Where an entry contains an image, skip the image and print the rest exactly.

[Stored data entries]
# # # # #

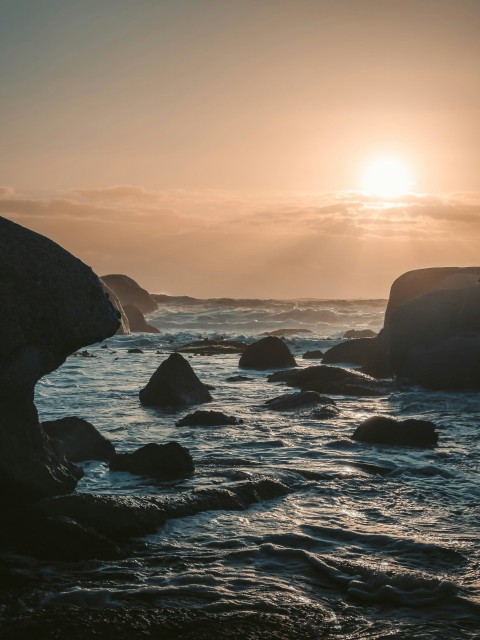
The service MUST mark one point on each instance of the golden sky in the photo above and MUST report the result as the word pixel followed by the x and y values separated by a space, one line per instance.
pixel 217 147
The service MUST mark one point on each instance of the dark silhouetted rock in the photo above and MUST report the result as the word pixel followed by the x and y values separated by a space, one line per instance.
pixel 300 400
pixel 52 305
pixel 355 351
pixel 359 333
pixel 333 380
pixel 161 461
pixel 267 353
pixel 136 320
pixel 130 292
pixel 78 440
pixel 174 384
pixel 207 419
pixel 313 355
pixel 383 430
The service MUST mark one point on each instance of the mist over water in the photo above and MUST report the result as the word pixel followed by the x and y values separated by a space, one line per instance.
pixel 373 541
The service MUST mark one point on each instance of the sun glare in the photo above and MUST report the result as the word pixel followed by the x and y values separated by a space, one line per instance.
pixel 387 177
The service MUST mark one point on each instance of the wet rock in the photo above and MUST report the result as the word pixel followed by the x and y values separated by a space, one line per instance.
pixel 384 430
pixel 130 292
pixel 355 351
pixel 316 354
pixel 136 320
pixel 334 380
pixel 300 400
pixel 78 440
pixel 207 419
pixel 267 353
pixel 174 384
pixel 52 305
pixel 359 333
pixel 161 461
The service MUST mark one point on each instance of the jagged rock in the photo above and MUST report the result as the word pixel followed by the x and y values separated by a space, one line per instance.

# # # # #

*Output for this exercise*:
The service MUST mark one point on each instance of the golden sky in the photo above and MUST report the result as the word pixel followed by the x and y values separated by a space, one line per instance.
pixel 217 147
The service MUST mark one point on each instance of the dark silhouetted rock in the photo above and MUST report the result as the word pixel followed by the x and y values separated by a space, one line per instance.
pixel 300 400
pixel 52 305
pixel 355 351
pixel 359 333
pixel 333 380
pixel 161 461
pixel 267 353
pixel 136 320
pixel 130 292
pixel 78 440
pixel 174 384
pixel 207 419
pixel 313 355
pixel 383 430
The service MUST mark one point on each instance of the mist over water in the photo above and MUST report the result as the word pixel followed by the x and y values separated by a space, one line per instance.
pixel 373 541
The service MUST mark one point on each instance of the sun glare in the photo above and MUST report the result as the word pixel followed by the x and y values separated by a space, one line per instance.
pixel 387 177
The service MUST mark one point on each instance of the wet rock in the photo above and MUST report the result as the word pixel followed by the x and y values separated by a space, one line per instance.
pixel 384 430
pixel 130 292
pixel 355 351
pixel 316 354
pixel 136 320
pixel 334 380
pixel 300 400
pixel 78 440
pixel 207 419
pixel 267 353
pixel 174 384
pixel 52 305
pixel 359 333
pixel 161 461
The service MUST mark one point on each instance of the jagged rock in the photo above and MUST report the result as the word pixel followed by the x and y values separated by a space, one line per instance.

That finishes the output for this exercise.